[A block of data]
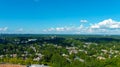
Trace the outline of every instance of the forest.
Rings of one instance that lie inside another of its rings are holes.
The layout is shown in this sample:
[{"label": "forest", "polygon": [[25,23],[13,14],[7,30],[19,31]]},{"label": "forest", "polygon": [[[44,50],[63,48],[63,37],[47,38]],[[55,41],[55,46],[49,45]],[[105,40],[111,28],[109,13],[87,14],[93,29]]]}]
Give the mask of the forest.
[{"label": "forest", "polygon": [[119,35],[1,34],[0,64],[120,67]]}]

**Exercise task:** Print the listing above again line for line, but leave out the pictures.

**Solution for this problem:**
Trace the outline of every instance of the forest.
Rings of one instance that lie inside another of its rings are holes.
The layout is shown in this sample:
[{"label": "forest", "polygon": [[25,23],[13,14],[7,30],[19,31]]},{"label": "forest", "polygon": [[[44,50],[63,48],[63,37],[47,38]],[[55,41],[55,46],[49,45]],[[105,40],[111,28],[109,13],[87,14],[93,29]]]}]
Give the mask of the forest.
[{"label": "forest", "polygon": [[119,35],[1,34],[0,64],[120,67]]}]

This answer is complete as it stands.